Required action - What lines below contain the string "query"? List them all.

Dataset entries -

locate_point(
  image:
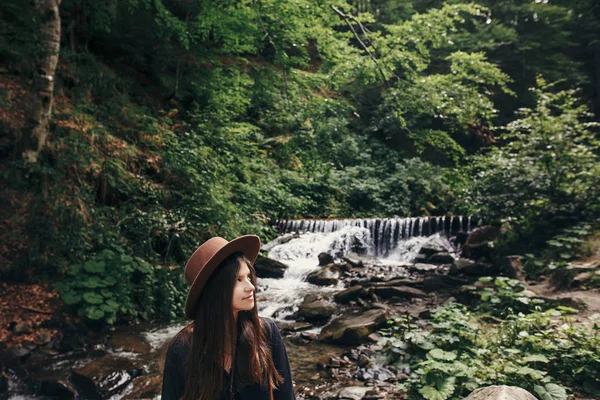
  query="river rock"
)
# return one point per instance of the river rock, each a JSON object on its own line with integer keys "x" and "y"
{"x": 103, "y": 377}
{"x": 502, "y": 392}
{"x": 353, "y": 329}
{"x": 268, "y": 268}
{"x": 349, "y": 294}
{"x": 126, "y": 341}
{"x": 353, "y": 392}
{"x": 279, "y": 240}
{"x": 316, "y": 311}
{"x": 423, "y": 268}
{"x": 434, "y": 245}
{"x": 326, "y": 276}
{"x": 480, "y": 243}
{"x": 440, "y": 282}
{"x": 145, "y": 387}
{"x": 354, "y": 261}
{"x": 324, "y": 259}
{"x": 471, "y": 268}
{"x": 405, "y": 292}
{"x": 511, "y": 266}
{"x": 375, "y": 373}
{"x": 53, "y": 386}
{"x": 442, "y": 257}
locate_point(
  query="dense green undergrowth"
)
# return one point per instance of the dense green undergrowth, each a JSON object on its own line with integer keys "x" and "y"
{"x": 176, "y": 122}
{"x": 538, "y": 348}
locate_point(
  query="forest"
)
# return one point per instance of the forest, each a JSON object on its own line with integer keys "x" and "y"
{"x": 133, "y": 130}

Task result -
  query="river rock"
  query="dense green undergrowth"
  query="forest"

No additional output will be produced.